● **TASK STATEMENT**
Gather each line of the records below that contains the word "black" and copy those lines out in full.
[START OF GIVEN DATA]
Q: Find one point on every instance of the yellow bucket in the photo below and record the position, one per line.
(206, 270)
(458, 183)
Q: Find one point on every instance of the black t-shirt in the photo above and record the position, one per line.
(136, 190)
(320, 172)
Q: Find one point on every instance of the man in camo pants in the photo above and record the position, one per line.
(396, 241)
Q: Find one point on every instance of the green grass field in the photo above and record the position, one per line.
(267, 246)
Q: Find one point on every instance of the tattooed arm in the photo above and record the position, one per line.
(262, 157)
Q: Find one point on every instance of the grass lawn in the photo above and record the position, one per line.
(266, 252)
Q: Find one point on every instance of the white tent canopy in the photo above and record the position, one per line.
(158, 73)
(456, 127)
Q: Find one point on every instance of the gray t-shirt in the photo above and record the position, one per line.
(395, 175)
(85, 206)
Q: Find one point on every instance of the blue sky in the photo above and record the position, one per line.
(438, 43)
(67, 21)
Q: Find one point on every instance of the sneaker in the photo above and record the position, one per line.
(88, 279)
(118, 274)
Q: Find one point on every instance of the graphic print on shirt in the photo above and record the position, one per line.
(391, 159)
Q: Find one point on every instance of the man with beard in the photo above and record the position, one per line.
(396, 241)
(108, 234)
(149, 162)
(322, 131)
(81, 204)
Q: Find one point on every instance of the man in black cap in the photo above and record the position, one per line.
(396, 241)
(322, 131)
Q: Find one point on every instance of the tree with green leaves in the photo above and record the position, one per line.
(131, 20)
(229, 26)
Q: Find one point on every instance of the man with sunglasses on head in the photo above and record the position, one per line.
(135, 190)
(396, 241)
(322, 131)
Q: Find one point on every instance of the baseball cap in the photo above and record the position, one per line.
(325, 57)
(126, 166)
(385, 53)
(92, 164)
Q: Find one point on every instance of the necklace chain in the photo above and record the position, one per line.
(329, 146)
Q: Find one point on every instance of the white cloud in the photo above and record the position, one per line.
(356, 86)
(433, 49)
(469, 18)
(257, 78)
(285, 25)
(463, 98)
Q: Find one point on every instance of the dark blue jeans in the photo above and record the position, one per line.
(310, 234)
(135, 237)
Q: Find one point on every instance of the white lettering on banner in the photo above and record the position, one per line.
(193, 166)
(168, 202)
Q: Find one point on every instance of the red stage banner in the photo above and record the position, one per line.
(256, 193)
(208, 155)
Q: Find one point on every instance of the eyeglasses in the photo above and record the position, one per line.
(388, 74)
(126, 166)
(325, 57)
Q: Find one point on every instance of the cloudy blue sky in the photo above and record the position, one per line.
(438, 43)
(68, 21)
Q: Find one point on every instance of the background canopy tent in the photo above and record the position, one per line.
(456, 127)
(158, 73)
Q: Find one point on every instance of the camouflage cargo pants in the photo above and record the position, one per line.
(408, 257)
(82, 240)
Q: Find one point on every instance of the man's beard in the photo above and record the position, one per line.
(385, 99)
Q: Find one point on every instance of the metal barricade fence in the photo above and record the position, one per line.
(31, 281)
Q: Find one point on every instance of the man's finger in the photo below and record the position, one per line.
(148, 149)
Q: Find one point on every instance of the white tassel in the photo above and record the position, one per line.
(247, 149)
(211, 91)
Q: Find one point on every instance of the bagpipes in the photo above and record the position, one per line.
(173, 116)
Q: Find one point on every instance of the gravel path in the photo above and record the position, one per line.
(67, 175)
[END OF GIVEN DATA]
[START OF GIVEN DATA]
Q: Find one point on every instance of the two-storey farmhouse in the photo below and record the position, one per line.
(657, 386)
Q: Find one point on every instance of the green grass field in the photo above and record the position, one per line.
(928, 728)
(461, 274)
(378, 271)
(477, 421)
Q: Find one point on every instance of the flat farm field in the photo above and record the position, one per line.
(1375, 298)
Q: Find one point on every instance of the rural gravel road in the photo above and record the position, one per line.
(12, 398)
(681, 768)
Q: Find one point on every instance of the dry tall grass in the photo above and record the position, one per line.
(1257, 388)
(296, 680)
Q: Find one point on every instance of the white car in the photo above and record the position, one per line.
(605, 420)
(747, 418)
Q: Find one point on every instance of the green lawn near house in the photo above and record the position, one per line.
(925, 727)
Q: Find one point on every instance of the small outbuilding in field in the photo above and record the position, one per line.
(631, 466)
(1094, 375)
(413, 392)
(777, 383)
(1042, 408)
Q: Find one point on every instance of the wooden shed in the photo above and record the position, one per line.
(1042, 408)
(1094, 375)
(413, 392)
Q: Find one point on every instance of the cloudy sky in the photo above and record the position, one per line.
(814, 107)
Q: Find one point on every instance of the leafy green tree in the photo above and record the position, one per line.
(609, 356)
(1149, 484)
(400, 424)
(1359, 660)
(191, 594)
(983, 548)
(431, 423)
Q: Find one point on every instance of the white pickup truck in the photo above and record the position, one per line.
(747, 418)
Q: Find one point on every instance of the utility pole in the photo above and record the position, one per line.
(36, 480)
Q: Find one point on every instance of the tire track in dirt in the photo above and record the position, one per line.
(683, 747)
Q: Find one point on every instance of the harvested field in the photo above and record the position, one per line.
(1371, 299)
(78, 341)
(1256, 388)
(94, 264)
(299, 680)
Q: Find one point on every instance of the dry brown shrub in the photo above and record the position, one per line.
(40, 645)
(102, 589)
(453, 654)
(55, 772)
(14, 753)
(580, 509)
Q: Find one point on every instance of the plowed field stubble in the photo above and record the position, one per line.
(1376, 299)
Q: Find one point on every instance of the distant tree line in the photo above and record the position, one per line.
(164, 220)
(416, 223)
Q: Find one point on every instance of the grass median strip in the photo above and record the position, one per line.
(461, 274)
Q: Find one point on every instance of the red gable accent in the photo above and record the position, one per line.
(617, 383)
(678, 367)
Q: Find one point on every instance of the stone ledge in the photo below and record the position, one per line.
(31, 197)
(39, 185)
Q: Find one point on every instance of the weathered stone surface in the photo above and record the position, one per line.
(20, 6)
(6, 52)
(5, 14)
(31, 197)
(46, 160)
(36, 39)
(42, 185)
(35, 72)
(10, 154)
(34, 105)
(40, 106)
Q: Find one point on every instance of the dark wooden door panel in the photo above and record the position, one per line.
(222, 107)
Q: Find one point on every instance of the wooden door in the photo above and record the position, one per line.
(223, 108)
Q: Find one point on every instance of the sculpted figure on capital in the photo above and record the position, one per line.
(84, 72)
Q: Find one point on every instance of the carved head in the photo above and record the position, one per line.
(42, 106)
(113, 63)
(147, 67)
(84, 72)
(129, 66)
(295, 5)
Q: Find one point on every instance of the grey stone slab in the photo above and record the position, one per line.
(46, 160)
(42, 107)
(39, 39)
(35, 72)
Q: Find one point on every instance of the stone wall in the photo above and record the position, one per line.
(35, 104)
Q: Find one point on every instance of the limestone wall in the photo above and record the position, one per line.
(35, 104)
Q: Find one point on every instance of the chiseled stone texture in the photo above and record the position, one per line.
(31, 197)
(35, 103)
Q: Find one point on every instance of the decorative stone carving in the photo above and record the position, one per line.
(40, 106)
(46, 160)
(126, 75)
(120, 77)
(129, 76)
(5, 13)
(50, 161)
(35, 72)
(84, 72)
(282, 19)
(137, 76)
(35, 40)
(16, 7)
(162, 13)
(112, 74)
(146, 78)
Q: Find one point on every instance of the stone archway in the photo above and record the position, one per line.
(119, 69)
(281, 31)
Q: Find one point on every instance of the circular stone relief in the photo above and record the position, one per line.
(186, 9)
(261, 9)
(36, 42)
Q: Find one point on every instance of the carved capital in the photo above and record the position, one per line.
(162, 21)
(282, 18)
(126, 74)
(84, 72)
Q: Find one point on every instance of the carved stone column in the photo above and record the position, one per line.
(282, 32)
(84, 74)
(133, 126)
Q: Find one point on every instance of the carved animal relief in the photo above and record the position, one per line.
[END OF GIVEN DATA]
● **OUTPUT FOR THIS TASK**
Q: Find one point on every instance of the black t-shirt in the photo above and record the position, one per line.
Q: Find one point on every instance of the man in black cap in the photo above and record the position, one per line.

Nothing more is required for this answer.